=== Given data ===

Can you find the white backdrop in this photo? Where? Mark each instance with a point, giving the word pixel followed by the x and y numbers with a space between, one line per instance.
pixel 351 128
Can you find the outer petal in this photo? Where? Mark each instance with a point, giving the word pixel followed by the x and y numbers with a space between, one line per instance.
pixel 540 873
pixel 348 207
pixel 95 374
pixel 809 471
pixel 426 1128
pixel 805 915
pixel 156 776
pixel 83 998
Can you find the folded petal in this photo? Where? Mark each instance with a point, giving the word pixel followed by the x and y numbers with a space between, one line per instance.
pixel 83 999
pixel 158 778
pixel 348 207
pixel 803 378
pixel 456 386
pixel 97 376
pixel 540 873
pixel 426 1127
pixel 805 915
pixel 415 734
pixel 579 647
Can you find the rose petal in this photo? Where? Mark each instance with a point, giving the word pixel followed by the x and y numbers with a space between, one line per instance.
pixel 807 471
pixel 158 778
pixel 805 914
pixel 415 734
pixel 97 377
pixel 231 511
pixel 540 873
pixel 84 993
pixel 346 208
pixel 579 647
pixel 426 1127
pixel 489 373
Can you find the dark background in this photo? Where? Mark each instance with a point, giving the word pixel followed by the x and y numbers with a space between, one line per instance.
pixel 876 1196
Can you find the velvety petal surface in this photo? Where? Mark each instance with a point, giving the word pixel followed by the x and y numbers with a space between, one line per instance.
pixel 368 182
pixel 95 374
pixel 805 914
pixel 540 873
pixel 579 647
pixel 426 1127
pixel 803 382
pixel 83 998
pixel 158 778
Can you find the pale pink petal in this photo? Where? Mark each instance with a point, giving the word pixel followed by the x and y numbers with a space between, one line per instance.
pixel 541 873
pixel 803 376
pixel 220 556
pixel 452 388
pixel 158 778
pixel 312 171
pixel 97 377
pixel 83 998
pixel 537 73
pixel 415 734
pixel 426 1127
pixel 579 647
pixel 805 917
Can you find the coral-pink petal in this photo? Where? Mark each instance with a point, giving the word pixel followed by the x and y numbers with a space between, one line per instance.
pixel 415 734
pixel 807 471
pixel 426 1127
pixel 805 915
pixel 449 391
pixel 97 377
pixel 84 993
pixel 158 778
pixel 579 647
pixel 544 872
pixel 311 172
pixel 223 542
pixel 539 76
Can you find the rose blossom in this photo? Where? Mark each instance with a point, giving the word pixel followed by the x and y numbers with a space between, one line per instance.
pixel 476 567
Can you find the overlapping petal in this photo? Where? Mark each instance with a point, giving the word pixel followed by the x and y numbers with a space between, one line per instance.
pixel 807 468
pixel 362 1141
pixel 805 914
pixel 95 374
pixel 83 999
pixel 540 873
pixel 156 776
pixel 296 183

===

Please output every one of the entries above verbatim, line for line, with no changes.

Written solution
Can you find the white backdrop in this photo? Where? Mark each instance with a point, giving the word pixel followed by the x and y numbers with a space between, one line per instance.
pixel 351 128
Can you find the outer petal in this photo? Where? Mark each instance with a point, giving the word pixel followed by the x and y numbers with a space between, one line per instance.
pixel 540 873
pixel 348 207
pixel 95 374
pixel 809 471
pixel 426 1128
pixel 805 915
pixel 156 776
pixel 83 998
Can you find the folded petal in this photo? Where? Mark each instance with a point, giving the word pixel followed by the x and y numbers with a space between, one line per instance.
pixel 83 999
pixel 158 778
pixel 348 207
pixel 803 378
pixel 456 386
pixel 97 376
pixel 540 873
pixel 426 1127
pixel 805 915
pixel 415 734
pixel 579 647
Can you find the rose petal in this photo? Where? Mark each instance with a point, giving the word pixel followed by the x and y numbers with a space between, one line per instance.
pixel 807 471
pixel 158 778
pixel 805 914
pixel 415 734
pixel 97 377
pixel 231 511
pixel 540 873
pixel 84 993
pixel 346 208
pixel 579 647
pixel 426 1127
pixel 489 373
Can you find the dark background in this photo? Where? Mark each instance with a point, giving the word pixel followed by the x and y numbers with a space between, one line per instance.
pixel 876 1196
Can you find the velvety petal surface in this photo? Where? Mark each instance with a point, giving the word pixel followed by the x and y numbers with a space between, one line per instance.
pixel 368 182
pixel 95 374
pixel 805 914
pixel 540 873
pixel 579 647
pixel 426 1127
pixel 803 382
pixel 83 998
pixel 158 778
Can you find the pale pink petal in this photo? Where? Mark each instance with a point, giving the word pixel followed by the x and y numbers with a space between, one line per instance.
pixel 541 873
pixel 803 376
pixel 220 556
pixel 452 388
pixel 158 778
pixel 312 171
pixel 97 377
pixel 83 998
pixel 537 73
pixel 415 734
pixel 426 1127
pixel 579 647
pixel 805 917
Can you find the coral-pink petal in this photo? Where? Mark each instance with a point, giving the word pixel followed by the x and y numbers with a space between, one line per instance.
pixel 415 734
pixel 807 471
pixel 426 1127
pixel 805 915
pixel 449 391
pixel 97 377
pixel 84 993
pixel 158 778
pixel 579 647
pixel 544 872
pixel 311 172
pixel 223 542
pixel 539 76
Can you find the rose blossom in this photo? Where? Mark each instance with a point, giving the word pixel followed by the x and y numbers with a space between, one line per instance.
pixel 476 567
Can you find the overlapping petal in this photo? Where? Mark each instance with a point, giving the word pixel followed by the x and y numbers with a space between, one line per instance.
pixel 807 468
pixel 362 1141
pixel 805 914
pixel 95 374
pixel 83 999
pixel 540 873
pixel 156 776
pixel 296 183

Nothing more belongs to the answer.